-- PROBLEM --
In the records below, reproduce word for word the lines starting at the one containing "Q: For every instance of the small" and ending at the one containing "338), (120, 407)]", with both of those lines included.

[Labeled-object pointing entries]
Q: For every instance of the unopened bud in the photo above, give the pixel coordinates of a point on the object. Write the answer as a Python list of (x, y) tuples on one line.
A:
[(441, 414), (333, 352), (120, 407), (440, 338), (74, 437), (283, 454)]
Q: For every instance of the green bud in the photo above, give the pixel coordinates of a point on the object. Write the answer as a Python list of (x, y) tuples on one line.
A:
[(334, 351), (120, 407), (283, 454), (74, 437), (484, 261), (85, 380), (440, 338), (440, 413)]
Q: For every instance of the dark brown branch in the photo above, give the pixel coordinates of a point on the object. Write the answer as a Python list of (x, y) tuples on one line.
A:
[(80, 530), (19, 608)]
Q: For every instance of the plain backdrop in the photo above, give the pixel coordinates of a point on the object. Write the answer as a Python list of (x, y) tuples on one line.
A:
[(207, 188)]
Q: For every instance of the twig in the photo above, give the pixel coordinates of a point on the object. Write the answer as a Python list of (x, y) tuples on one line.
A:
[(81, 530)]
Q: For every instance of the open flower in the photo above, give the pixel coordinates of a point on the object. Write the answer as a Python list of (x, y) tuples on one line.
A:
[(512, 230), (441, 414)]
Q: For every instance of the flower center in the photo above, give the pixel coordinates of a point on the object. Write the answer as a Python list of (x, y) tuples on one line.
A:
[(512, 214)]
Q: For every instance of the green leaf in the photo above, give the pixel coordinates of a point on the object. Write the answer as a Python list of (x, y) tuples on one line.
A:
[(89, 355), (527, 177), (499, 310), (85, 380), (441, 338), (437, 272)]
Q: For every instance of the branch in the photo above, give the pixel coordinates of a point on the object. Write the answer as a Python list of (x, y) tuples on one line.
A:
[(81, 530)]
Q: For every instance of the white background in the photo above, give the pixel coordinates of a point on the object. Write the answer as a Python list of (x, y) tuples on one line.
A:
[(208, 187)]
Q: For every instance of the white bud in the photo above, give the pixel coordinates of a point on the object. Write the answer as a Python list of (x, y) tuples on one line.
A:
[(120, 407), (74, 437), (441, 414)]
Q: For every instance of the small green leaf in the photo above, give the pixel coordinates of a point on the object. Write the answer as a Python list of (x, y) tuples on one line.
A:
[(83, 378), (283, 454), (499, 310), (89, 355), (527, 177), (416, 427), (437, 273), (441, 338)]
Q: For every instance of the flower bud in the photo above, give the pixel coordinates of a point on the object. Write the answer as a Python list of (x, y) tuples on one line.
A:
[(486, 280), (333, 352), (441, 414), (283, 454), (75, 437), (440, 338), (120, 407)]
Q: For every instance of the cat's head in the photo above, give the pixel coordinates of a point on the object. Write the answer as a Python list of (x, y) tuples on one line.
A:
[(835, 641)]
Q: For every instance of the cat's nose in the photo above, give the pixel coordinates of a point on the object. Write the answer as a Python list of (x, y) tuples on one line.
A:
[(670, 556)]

-- ANSWER --
Q: For every instance of the small green leaf in the photo above, give the pixel coordinates of a point on the object. Write the answer as a Python list of (x, y) tuples on one line.
A:
[(83, 378), (283, 454), (499, 310), (89, 355), (527, 177), (416, 427), (437, 273), (441, 338)]
Q: For every instance of the flower bud in the photo above, give the pixel coordinates of a point on the object. Write the answer as a Python list of (x, y) tuples on one line.
A:
[(486, 280), (333, 352), (441, 414), (283, 454), (75, 437), (440, 338), (120, 407)]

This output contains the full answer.